Stored dataset items
##############################

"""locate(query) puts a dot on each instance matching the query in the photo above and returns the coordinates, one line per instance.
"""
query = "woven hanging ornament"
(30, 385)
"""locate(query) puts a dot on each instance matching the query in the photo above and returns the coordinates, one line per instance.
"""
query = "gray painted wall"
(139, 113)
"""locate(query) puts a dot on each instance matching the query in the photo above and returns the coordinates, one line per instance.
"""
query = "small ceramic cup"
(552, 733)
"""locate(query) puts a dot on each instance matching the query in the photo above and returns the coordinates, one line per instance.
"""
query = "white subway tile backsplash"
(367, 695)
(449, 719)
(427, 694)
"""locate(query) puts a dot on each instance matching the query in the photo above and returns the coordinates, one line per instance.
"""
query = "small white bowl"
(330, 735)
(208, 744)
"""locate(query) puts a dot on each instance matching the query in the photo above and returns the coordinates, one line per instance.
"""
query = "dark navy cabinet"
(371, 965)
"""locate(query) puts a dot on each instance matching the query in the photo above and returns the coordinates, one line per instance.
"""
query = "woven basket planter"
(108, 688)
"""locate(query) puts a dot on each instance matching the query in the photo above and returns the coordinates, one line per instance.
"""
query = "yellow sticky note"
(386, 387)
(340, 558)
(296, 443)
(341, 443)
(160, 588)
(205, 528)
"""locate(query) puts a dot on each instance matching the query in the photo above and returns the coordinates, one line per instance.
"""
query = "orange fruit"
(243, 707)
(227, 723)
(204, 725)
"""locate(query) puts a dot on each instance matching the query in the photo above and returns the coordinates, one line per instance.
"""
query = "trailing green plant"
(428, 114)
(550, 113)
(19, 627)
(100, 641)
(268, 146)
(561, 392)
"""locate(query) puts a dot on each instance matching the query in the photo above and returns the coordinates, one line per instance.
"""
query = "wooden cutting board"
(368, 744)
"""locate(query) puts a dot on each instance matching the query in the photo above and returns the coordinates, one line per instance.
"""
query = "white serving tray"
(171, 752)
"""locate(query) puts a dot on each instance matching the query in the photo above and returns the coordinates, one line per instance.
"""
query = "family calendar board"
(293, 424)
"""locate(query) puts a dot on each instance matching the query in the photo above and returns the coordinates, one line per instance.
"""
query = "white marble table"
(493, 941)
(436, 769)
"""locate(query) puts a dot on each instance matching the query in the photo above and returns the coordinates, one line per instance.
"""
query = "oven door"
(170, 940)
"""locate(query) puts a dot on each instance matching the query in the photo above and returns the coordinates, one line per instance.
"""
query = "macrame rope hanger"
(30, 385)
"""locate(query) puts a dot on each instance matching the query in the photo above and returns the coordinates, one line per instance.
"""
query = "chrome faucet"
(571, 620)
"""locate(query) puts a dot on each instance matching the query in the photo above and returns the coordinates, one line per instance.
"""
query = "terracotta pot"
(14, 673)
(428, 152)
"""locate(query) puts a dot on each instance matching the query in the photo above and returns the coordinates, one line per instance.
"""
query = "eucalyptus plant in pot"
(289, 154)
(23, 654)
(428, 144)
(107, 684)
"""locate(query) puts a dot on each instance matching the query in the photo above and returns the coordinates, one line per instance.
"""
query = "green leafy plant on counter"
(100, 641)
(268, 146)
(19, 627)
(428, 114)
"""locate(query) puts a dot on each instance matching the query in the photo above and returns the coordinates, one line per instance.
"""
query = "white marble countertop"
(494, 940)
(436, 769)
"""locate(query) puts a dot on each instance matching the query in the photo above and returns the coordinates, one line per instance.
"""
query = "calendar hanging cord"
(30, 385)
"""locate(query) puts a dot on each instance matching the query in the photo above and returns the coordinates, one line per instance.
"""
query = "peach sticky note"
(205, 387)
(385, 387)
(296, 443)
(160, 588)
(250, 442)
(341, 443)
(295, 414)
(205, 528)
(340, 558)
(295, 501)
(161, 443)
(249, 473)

##############################

#### Exercise goal:
Return every entry above with nothing altered.

#### Response:
"""locate(query) puts a dot on each instance matching the query in the photo above and returns the coordinates, one line per instance.
"""
query = "woven hanging ornament"
(30, 385)
"""locate(query) puts a dot on each instance matching the query in the photo above and returns the coordinates, one line per instance.
"""
query = "gray painted wall"
(139, 113)
"""locate(query) puts a dot on each instance matching the query in the photo above and returns the coordinates, one line per instance.
"""
query = "small ceramic cup"
(552, 733)
"""locate(query) puts a dot on each instance matching the query in the photo above and returns the coordinates, one line per instance.
"""
query = "white subway tile backsplash"
(367, 695)
(449, 719)
(427, 694)
"""locate(query) puts a dot on each instance matching the query in the photo above and returns the coordinates, one line per instance.
"""
query = "small white bowl"
(330, 735)
(208, 744)
"""locate(query) puts a dot on each instance matching the query in the photo above and returns the coordinates, one line per instance.
"""
query = "dark navy cabinet"
(371, 965)
"""locate(query) puts a dot on each instance matching the query in the photo above and returns the coordinates, one line per instance.
"""
query = "woven basket planter"
(108, 688)
"""locate(query) puts a dot on each instance matching the query in the photo above and returns the coordinates, one line per instance.
"""
query = "yellow sticky note"
(386, 387)
(340, 558)
(296, 443)
(341, 443)
(160, 588)
(205, 528)
"""locate(query) puts a dot on each instance matching the query in the photo above and returns the coordinates, one line per instance.
"""
query = "orange fruit"
(243, 707)
(227, 723)
(204, 725)
"""locate(query) puts a dot on each instance matching the query in the photo above and returns the coordinates, one line per instance.
"""
query = "trailing green plant"
(428, 114)
(550, 113)
(19, 627)
(100, 641)
(268, 146)
(561, 392)
"""locate(query) puts a dot on each instance matching the query in the photo above and returns the coordinates, one line per instance.
"""
query = "wooden cutting board"
(368, 744)
"""locate(query) puts a dot on each instance matching the query in the photo above and returns the coordinates, one line per instance.
"""
query = "white serving tray"
(171, 752)
"""locate(query) puts a dot on each instance matching the query in the photo above and returns the coordinates, one line per instance.
"""
query = "family calendar board"
(293, 424)
"""locate(query) puts a dot on each instance matching the query in the photo above and returns the coordinates, one line per instance.
"""
query = "white marble table"
(493, 941)
(436, 769)
"""locate(query) puts a dot on each instance matching the query in the photo above and returns the coordinates, one line per instance.
"""
query = "oven door"
(170, 940)
"""locate(query) puts a dot on each instance matching the query in the photo above and returns the coordinates, one line per instance.
"""
query = "macrame rope hanger"
(30, 385)
"""locate(query) puts a dot on each instance matching the query in the photo above and returns the coordinates, one line per instance.
"""
query = "chrome faucet"
(571, 620)
"""locate(query) puts a dot on each instance matching the query in the photo above and returns the coordinates, one line per instance.
"""
query = "terracotta pot"
(14, 673)
(428, 152)
"""locate(query) puts a dot on each instance matching the query in the photo above and returns the coordinates, one line per instance.
"""
query = "eucalyptus plant in pot"
(289, 154)
(23, 654)
(428, 144)
(107, 684)
"""locate(query) puts a dot on each instance matching the query in the photo above and returns the coordinates, one line per instance.
"""
query = "green leafy plant on counter"
(100, 641)
(268, 146)
(19, 627)
(428, 114)
"""locate(query) puts a dot on each instance matching the query in the photo above and returns the coordinates, one line per instance.
"""
query = "white marble countertop"
(494, 940)
(436, 769)
"""locate(query) puts a dot on each instance matching the query in the photo above and returns the coordinates, one line per instance.
"""
query = "calendar hanging cord"
(30, 385)
"""locate(query) puts a dot on each instance matching the query in the photo above and returns the coordinates, one line per instance.
"""
query = "peach sticky note"
(205, 387)
(385, 387)
(296, 443)
(160, 588)
(250, 442)
(341, 443)
(295, 414)
(205, 528)
(340, 558)
(295, 501)
(161, 443)
(249, 473)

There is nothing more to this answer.